= Record extracts =
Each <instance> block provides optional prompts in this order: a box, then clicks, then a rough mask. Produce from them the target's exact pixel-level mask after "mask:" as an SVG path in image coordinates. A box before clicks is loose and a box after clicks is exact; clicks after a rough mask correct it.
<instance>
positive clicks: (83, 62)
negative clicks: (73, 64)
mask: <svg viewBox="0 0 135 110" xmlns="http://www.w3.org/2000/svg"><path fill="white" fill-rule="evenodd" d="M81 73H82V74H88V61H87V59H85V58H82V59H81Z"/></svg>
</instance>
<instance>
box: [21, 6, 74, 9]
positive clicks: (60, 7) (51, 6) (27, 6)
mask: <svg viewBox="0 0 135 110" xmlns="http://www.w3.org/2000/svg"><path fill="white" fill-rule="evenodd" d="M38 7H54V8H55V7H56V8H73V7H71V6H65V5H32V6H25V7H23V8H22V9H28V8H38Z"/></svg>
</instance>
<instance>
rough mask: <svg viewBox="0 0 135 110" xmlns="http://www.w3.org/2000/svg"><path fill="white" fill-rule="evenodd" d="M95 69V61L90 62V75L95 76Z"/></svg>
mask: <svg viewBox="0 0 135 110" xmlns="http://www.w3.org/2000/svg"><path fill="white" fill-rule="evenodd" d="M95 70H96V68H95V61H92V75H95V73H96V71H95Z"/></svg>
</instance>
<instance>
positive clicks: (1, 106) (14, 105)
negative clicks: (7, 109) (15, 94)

= Exercise description =
The entire listing is to be retyped exactly.

= Your response =
Each <instance> block provides optional prompts in this order: a box, then clicks, then a rough mask. Produce from them the target's exact pixel-level mask after "mask:" as an SVG path in image coordinates. A box before clicks is loose and a box after clicks is exact; clicks after a rough mask correct it.
<instance>
positive clicks: (83, 62)
negative clicks: (73, 64)
mask: <svg viewBox="0 0 135 110" xmlns="http://www.w3.org/2000/svg"><path fill="white" fill-rule="evenodd" d="M81 73H82V74H88V61H87V59H85V58H82V59H81Z"/></svg>
</instance>
<instance>
box: [21, 6, 74, 9]
positive clicks: (60, 7) (51, 6) (27, 6)
mask: <svg viewBox="0 0 135 110" xmlns="http://www.w3.org/2000/svg"><path fill="white" fill-rule="evenodd" d="M38 7H54V8H55V7H56V8H73V7H71V6H65V5H32V6H25V7H23V8H22V9H28V8H38Z"/></svg>
</instance>
<instance>
rough mask: <svg viewBox="0 0 135 110" xmlns="http://www.w3.org/2000/svg"><path fill="white" fill-rule="evenodd" d="M95 69V61L90 62V75L95 76Z"/></svg>
mask: <svg viewBox="0 0 135 110" xmlns="http://www.w3.org/2000/svg"><path fill="white" fill-rule="evenodd" d="M95 70H96V68H95V61H92V75H95V73H96V71H95Z"/></svg>
</instance>
<instance>
positive clicks: (1, 106) (14, 105)
negative clicks: (7, 109) (15, 94)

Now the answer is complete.